■ EXERCISE DIRECTIONS ■
Take the whole listing and reproduce it exactly, pictures excepted.

■ INPUT FOR THIS TASK ■
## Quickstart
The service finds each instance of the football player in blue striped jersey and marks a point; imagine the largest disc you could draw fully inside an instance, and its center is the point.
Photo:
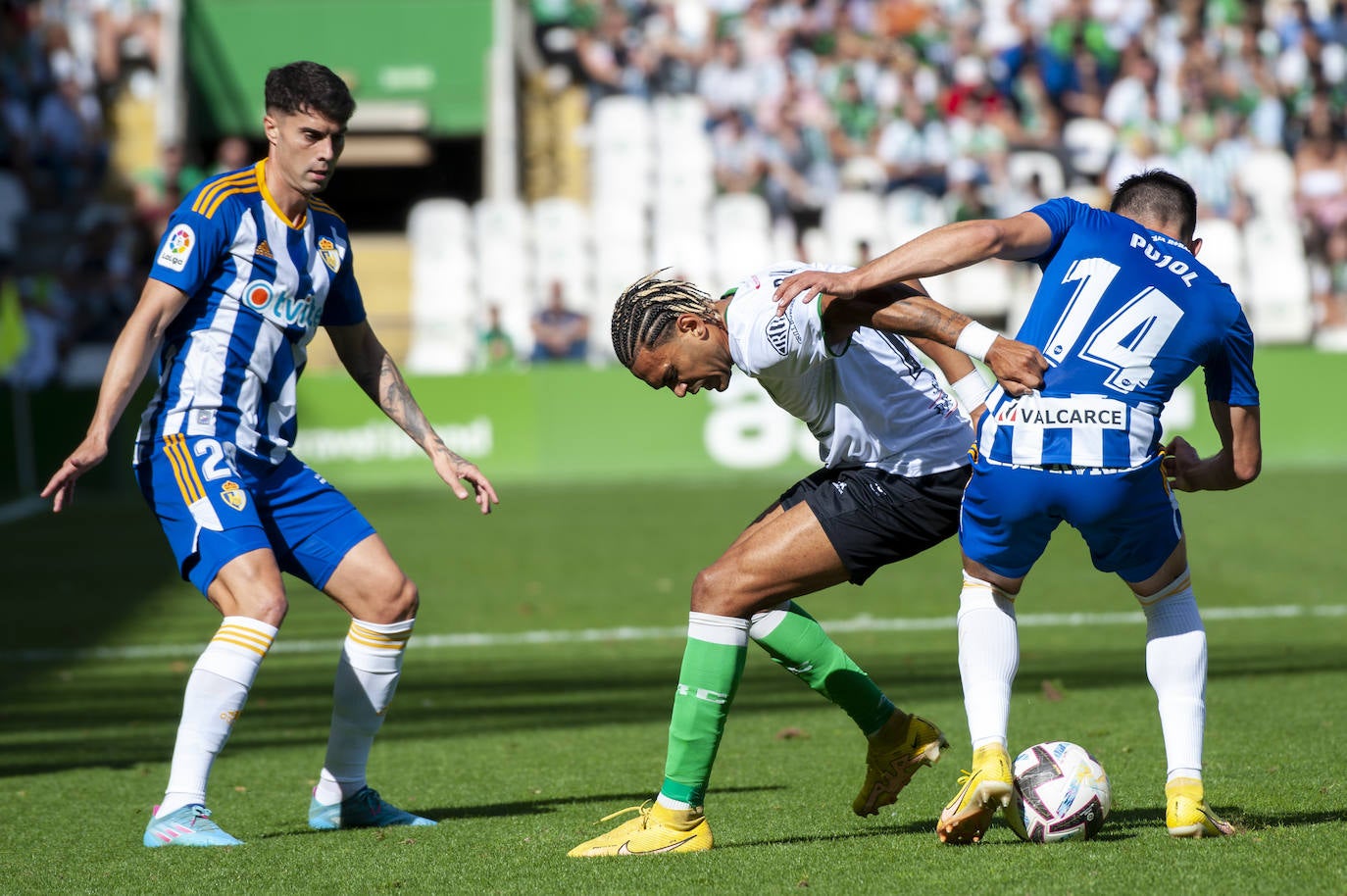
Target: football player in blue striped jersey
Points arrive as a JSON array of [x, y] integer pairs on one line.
[[1123, 314], [252, 263]]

■ RESPONSE ■
## Quickstart
The service finds each instance of the football player in blue striped jersey and marks a point; imagine the largest disc you could draw fully inside an instance, and its center is the point.
Photo:
Target: football player in blue striped jersey
Points arrive as a JSON array of [x, y] integer pairs on one line.
[[1123, 314], [252, 263]]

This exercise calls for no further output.